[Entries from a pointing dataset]
'''

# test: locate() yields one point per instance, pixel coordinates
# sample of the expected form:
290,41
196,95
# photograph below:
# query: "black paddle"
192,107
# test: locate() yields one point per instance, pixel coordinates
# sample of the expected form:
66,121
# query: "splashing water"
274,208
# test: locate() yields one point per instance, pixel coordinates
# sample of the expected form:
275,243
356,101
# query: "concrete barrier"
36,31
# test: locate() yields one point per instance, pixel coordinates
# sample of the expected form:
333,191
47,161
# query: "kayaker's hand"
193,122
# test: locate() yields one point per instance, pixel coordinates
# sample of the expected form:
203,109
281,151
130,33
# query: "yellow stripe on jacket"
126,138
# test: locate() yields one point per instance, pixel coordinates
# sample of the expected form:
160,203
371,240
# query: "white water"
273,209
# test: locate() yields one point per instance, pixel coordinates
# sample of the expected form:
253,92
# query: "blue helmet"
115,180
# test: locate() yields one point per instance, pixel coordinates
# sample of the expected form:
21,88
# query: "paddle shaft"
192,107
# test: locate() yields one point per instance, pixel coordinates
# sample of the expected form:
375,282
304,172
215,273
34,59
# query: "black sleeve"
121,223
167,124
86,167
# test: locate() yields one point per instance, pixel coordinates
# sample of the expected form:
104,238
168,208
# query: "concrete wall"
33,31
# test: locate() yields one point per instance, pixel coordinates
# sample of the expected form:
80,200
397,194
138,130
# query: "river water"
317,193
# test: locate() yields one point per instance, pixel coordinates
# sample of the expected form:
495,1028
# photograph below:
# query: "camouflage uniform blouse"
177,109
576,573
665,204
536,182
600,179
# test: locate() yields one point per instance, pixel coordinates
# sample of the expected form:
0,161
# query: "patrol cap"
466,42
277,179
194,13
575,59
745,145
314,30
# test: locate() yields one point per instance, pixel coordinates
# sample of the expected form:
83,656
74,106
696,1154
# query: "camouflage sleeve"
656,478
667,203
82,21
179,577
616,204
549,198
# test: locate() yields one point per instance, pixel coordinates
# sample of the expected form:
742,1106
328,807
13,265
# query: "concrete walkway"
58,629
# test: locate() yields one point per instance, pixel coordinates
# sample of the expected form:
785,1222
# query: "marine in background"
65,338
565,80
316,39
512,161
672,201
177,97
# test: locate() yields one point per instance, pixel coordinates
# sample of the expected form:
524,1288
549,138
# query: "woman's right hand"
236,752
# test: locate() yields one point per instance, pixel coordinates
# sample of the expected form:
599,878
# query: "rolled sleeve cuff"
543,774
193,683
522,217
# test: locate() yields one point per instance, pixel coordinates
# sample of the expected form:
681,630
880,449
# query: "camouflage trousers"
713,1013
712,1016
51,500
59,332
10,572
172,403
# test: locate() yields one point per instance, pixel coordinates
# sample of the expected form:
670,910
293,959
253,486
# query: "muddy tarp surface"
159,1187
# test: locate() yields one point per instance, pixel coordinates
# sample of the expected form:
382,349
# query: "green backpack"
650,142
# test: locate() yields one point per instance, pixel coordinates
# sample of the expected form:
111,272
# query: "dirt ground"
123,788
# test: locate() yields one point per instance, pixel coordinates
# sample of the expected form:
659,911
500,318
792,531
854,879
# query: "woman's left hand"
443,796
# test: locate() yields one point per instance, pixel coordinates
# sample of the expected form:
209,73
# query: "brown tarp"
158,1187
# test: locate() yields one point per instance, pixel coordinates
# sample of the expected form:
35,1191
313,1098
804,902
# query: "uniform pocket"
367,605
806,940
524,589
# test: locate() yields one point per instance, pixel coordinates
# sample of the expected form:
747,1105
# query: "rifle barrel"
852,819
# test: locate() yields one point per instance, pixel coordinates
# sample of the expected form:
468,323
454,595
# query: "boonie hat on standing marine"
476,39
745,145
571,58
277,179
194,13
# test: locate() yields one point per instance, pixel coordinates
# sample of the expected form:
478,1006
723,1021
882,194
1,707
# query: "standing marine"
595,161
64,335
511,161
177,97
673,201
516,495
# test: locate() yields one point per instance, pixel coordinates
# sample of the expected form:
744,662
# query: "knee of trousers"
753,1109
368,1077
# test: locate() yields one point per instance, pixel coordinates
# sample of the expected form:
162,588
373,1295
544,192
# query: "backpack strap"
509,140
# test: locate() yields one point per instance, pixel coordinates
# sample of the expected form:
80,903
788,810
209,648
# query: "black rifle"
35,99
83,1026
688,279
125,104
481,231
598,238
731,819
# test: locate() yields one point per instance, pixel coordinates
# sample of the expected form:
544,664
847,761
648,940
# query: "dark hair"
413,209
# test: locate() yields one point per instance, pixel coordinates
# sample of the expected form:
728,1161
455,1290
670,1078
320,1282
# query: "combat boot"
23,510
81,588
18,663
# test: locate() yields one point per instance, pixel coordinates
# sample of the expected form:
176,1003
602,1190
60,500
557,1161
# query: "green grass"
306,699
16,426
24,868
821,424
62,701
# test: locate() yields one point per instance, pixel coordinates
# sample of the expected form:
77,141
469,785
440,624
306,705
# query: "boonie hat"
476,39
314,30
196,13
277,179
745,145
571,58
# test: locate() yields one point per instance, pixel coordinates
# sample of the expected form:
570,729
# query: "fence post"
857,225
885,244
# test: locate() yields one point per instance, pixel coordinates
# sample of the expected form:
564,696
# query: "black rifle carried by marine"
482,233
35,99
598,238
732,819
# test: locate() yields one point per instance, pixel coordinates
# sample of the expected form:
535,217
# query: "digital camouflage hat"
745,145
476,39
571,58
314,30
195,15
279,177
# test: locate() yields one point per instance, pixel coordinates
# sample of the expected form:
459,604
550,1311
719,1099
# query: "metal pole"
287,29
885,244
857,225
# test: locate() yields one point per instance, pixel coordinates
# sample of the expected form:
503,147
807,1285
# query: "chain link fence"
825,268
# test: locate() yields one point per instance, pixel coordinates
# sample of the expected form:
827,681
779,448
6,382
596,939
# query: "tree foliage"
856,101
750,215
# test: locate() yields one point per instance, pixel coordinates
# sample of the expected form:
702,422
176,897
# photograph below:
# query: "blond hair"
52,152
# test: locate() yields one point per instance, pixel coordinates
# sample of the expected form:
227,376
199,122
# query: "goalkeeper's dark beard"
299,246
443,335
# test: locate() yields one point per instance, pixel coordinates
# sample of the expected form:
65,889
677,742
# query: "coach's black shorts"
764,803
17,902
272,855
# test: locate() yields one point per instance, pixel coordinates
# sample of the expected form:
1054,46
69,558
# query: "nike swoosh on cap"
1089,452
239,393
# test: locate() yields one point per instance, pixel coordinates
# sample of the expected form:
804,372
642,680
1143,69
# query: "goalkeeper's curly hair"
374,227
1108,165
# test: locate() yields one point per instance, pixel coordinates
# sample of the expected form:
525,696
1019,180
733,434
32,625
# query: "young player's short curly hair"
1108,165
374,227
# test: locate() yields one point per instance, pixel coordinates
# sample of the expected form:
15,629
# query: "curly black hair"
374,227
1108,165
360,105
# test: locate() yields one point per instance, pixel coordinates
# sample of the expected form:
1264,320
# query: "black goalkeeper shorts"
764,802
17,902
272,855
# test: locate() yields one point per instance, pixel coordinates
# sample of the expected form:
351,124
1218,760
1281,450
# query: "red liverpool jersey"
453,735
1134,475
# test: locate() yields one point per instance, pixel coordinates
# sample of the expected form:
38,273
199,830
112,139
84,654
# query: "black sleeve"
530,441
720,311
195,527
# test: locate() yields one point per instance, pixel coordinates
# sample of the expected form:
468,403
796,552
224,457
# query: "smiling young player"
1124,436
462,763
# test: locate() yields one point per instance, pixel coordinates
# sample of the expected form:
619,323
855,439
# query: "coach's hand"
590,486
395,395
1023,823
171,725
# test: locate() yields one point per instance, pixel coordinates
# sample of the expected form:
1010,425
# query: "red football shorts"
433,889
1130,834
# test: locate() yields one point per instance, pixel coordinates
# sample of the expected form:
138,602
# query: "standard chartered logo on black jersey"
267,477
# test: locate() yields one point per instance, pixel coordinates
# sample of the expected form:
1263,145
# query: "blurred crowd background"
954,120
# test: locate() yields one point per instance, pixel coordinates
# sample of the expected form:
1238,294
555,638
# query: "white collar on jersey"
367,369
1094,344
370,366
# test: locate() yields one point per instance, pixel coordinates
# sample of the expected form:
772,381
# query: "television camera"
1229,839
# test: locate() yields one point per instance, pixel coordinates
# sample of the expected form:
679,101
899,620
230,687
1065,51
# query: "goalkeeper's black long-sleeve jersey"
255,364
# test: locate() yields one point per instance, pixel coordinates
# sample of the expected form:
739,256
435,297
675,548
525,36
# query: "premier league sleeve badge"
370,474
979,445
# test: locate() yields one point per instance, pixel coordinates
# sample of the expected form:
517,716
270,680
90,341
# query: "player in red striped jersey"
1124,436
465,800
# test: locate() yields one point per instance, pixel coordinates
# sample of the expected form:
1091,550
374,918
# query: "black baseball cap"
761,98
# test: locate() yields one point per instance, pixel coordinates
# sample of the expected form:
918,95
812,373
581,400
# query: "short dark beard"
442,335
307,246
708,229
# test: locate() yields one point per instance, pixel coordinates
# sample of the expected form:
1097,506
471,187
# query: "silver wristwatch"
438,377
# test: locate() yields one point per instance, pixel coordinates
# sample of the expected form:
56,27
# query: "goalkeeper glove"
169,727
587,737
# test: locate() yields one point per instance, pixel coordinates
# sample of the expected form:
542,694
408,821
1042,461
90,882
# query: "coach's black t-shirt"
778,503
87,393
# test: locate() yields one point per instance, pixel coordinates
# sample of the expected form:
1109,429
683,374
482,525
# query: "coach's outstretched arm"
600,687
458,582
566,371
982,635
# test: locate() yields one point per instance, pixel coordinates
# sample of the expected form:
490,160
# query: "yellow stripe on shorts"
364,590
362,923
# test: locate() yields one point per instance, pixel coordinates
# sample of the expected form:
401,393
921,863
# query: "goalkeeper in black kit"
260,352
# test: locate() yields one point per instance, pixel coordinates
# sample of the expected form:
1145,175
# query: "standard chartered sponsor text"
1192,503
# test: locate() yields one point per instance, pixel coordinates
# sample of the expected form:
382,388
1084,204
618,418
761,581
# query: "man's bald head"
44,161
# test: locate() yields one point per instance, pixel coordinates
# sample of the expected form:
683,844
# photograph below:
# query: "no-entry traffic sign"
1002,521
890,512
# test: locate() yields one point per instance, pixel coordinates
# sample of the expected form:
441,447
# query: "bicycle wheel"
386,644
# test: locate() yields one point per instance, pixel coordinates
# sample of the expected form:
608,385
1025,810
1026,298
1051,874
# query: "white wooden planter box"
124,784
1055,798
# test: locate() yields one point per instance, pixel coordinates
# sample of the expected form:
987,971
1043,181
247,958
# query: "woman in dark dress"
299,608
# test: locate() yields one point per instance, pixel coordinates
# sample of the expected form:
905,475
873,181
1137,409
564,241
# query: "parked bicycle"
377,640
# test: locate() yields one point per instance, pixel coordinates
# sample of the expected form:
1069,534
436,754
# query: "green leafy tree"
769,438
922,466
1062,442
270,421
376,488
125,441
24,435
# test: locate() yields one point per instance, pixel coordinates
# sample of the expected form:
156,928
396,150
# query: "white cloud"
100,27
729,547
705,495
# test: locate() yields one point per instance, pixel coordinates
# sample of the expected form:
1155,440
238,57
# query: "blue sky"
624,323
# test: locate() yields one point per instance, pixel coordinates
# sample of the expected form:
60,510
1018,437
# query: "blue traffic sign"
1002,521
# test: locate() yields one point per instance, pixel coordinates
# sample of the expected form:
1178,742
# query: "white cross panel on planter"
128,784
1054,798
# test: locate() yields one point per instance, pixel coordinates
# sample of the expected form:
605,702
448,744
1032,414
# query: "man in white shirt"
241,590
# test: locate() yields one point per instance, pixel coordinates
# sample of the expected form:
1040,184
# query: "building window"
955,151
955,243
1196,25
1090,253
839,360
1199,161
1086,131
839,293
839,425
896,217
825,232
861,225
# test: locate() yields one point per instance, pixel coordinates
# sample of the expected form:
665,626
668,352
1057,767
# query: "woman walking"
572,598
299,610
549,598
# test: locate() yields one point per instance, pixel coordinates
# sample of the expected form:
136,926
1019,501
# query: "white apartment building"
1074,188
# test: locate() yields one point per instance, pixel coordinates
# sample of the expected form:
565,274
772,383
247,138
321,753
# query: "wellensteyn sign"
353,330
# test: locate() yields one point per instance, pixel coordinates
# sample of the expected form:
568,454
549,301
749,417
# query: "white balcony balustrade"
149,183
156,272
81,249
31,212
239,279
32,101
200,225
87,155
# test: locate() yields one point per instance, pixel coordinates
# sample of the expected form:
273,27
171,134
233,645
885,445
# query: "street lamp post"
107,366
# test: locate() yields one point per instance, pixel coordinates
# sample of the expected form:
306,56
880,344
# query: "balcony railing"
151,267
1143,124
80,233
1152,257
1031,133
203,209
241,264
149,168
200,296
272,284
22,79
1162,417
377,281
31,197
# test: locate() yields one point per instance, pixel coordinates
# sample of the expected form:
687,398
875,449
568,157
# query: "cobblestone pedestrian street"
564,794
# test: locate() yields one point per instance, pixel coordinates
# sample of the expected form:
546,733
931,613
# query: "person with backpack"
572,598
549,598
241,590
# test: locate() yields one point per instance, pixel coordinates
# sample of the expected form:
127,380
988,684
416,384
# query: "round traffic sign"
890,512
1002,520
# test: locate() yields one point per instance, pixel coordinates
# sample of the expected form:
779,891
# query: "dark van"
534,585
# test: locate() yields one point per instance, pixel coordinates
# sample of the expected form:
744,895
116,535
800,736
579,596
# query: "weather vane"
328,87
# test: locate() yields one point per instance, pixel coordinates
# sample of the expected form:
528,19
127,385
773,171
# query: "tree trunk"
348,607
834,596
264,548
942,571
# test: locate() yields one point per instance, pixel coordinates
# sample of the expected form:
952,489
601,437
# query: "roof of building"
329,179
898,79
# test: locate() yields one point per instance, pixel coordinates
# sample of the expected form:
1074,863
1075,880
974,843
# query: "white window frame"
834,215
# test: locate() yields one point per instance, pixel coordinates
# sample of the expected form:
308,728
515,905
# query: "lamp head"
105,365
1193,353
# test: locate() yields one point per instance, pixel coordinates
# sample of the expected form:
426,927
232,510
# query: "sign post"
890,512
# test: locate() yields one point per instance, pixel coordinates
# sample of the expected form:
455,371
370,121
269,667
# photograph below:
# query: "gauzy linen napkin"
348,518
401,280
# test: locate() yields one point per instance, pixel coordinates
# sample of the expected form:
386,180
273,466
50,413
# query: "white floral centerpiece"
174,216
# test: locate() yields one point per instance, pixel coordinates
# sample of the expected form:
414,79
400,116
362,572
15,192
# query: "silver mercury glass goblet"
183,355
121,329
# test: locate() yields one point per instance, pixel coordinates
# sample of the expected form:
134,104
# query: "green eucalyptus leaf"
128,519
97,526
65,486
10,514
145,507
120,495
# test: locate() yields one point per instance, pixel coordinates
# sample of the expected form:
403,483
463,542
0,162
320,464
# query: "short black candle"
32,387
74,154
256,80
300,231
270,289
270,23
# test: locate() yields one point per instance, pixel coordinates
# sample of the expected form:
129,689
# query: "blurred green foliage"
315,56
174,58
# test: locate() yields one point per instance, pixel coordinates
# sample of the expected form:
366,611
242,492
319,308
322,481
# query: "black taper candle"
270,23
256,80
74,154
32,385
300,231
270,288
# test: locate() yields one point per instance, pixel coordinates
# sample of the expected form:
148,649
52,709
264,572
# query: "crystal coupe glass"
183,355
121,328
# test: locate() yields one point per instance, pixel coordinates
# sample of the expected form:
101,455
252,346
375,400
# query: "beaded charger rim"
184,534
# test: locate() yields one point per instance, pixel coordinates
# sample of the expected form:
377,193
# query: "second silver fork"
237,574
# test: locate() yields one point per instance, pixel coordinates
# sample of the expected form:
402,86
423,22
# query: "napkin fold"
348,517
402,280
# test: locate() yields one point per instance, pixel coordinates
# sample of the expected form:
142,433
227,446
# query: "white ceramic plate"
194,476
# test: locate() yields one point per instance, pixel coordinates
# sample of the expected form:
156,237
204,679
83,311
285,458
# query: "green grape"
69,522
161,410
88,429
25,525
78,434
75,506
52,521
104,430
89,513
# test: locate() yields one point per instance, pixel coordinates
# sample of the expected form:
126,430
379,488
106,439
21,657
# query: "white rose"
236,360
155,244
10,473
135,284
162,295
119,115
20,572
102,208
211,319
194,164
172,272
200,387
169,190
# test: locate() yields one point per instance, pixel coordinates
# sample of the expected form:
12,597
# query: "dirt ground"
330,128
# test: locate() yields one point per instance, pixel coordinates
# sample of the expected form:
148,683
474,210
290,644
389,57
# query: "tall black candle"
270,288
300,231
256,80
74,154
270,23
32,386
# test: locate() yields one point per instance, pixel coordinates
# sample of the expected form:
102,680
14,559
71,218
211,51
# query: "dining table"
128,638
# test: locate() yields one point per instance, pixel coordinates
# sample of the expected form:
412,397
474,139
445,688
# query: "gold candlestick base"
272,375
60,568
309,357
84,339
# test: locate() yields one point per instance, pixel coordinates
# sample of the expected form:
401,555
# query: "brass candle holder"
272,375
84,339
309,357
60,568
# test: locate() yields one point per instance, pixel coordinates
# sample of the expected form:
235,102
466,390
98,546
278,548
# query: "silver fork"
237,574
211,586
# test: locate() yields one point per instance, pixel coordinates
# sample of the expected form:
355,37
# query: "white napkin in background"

'''

## THE TASK
Find each line in the items above that contains the word "glass", and copy every such line in full.

## TASK SOLUTION
# query: "silver mercury glass goblet"
# query: "crystal coupe glass"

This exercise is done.